▶ _Page text_
AWWSW status (F2F prep) from Jonathan Rees on 2010-03-17 (www-tag@w3.org from March 2010)

From: Jonathan Rees <jar@creativecommons.org>
Date: Wed, 17 Mar 2010 14:15:01 -0400
To: www-tag@w3.org
Message-ID: <760bcb2a1003171115o2b128838n1e7bf0b20d7e448f@mail.gmail.com>

AWWSW status (F2F prep)

The AWWSW group was started because Alan Ruttenberg and I were doing
quite a bit of ontology design and ontology advising and didn't
understand the resource/representation relationship (and the
"information resource" idea, which is intimately bound up with it)
well enough to do our work or guide others. The question comes up
when you have things that you want to give a URI to, and you want to
use 200 responses (non-# non-303 URI), but want to be protected
against someone coming along later and saying "hey, that's not an
information resource," or "but you said it's an IR, and that implies
xxx" where you don't mean to say xxx, or "that's an IR, but not the one
you want it to be".

This is dual (equivalent) to the question: Suppose you get 200
responses, is it OK to then decide that the named resource
is some particular thing or has certain properties? E.g., if I am
the owner of dx.doi.org, can I say that the URI
http://dx.doi.org/10.1093/bib/bbn051 names the journal article
that's indicated in the representation (so that I can license others to use
the URI when recording metadata)? (Note that this is a subtle
example. The httpRange-14 rule by itself is not adequate to rule this in or
out. In particular the representation might fail to be "of" the
journal article even if we decide the journal article is an IR. Also
there is redirection involved, which complicates things further.)

Alan and I approached the TAG, which said essentially "you figure it out."
(Shortly thereafter I discovered that I was on the TAG.)

Some ontologies where this is an issue include FRBR, Dublin Core,
Bibo, SWAN, CiTO, IAO, and IRW, but as the practice of metadata
deployment, document and media annotation, etc. increases
(perhaps with the help of the Link: header?), I expect there to be
many more.

▶ _Data supplied_
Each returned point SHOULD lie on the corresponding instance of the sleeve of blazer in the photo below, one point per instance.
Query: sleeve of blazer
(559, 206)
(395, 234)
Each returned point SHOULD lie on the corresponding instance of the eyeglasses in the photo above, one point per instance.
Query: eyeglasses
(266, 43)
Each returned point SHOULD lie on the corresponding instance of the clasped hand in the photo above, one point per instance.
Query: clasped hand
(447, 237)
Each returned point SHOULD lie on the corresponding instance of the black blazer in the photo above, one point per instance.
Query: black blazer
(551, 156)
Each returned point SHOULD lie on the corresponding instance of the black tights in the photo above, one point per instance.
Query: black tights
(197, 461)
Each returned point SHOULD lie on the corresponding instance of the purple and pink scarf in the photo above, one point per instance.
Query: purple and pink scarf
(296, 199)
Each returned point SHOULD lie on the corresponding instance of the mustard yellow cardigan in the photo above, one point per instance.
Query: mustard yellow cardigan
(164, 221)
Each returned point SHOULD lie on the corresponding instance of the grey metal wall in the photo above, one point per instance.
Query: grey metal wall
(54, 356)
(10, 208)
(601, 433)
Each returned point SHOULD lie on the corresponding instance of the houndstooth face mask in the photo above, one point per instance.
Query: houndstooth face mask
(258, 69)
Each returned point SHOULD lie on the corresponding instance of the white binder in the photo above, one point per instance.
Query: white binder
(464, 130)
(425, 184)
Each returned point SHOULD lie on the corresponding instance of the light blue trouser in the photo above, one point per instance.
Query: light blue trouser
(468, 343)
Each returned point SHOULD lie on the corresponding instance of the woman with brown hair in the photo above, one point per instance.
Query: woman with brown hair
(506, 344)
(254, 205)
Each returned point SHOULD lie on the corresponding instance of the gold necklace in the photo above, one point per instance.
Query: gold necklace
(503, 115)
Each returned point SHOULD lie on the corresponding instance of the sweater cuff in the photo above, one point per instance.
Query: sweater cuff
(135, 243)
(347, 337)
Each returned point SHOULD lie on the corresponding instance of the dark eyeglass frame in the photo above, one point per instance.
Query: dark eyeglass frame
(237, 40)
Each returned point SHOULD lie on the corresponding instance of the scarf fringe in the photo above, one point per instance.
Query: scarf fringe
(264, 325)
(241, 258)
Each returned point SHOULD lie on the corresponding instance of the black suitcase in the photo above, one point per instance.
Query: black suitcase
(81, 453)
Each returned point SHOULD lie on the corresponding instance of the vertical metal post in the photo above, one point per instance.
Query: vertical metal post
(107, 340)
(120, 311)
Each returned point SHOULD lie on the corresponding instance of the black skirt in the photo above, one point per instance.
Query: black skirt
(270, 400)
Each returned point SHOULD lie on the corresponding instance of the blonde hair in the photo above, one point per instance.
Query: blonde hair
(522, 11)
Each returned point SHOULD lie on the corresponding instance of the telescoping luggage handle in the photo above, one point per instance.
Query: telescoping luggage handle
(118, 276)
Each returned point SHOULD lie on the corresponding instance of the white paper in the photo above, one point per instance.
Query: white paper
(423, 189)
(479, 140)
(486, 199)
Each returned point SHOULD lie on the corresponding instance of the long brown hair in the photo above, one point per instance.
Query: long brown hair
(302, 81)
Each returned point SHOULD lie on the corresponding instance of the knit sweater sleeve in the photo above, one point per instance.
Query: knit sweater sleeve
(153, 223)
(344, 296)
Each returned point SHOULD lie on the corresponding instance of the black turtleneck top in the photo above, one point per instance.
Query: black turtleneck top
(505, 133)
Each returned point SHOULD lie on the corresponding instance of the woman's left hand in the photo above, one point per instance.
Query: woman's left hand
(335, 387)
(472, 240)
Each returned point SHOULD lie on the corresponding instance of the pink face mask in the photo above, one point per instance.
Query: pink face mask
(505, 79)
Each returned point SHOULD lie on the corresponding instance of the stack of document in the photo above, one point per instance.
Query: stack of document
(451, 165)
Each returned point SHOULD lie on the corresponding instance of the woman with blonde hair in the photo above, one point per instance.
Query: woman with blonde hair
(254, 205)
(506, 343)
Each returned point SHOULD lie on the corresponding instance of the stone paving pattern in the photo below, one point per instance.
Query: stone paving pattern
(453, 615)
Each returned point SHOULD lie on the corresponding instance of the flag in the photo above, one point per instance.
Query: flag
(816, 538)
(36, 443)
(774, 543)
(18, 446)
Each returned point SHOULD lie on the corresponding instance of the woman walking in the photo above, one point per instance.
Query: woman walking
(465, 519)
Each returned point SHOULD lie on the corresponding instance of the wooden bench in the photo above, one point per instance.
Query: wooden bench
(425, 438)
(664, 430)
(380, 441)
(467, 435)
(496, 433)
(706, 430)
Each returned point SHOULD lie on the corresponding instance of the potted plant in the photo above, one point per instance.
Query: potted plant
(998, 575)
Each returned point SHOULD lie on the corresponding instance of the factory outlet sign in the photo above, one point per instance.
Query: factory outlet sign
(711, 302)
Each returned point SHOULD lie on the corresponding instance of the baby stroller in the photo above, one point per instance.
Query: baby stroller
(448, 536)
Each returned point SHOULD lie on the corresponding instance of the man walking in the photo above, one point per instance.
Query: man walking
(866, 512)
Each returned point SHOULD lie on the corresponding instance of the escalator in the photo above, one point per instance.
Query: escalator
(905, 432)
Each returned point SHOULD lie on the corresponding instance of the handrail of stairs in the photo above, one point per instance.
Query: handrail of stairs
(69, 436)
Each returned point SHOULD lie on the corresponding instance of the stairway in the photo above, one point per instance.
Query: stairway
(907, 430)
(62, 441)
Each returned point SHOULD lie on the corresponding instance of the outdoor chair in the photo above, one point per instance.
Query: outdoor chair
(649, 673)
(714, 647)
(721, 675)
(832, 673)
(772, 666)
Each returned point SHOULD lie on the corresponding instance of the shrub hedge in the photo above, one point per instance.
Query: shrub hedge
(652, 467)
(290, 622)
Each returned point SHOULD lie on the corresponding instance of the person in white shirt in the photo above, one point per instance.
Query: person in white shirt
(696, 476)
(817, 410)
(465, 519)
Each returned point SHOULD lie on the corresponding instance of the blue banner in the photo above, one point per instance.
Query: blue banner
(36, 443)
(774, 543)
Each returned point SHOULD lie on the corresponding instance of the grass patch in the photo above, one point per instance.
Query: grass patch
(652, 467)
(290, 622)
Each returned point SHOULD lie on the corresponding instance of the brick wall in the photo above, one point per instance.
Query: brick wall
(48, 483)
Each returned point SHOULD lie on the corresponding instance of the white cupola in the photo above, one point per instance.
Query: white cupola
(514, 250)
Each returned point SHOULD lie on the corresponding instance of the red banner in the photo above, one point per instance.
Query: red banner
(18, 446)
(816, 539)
--
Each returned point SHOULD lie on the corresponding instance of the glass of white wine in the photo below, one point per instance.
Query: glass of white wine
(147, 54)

▶ _Required work_
Continue the AWWSW status message from its final sentence, in the same voice.

▶ _Answer below_
A broader motivation, which I share with TimBL, is that if we had a
logical framework (perhaps expressible in RDF or OWL), we'd have a
tool that we could use to help clear up a number of number of web
architecture muddles. httpRange-14 is just an example; another
recent one on www-tag was "are HTML elements information
resources?"

A third motivation is that an RDF vocabulary for webarch could be
useful in a number of application domains, e.g. testing and
validation, or recording change logs (e.g. Memento), or "HTTP over
SPARQL", or further developing Tim's generic resources ontology
(genont).

Additional concerns have been raised in the group about how
URIs might become bound to things, but I have not pursued
this (yet). My current theory is that URI binding is a personal matter
subject to your belief set, and how you come to that is your
own business. You may choose to let what happens on the
Web influence your beliefs, and there may be a recommended
elective way to allow this to happen, and
perhaps an outcome of this project, in the future, might be
such a way.

I can't say we've made a lot of visible progress, but I think I do
understand the problem better now that I did before.

First, Roy Fielding is right: We're not just talking about HTTP
semantics, but rather the semantics of that part of web architecture
that is expressible in HTTP. This includes the
resource/representation relationship, the various redirects (including
303), and possibly existence (creation and deletion). I think webarch
as deployed might include REST as a subset, but certainly there are
resources deployed using GET+200 that do not obey REST discipline, and
we need to account for these somehow.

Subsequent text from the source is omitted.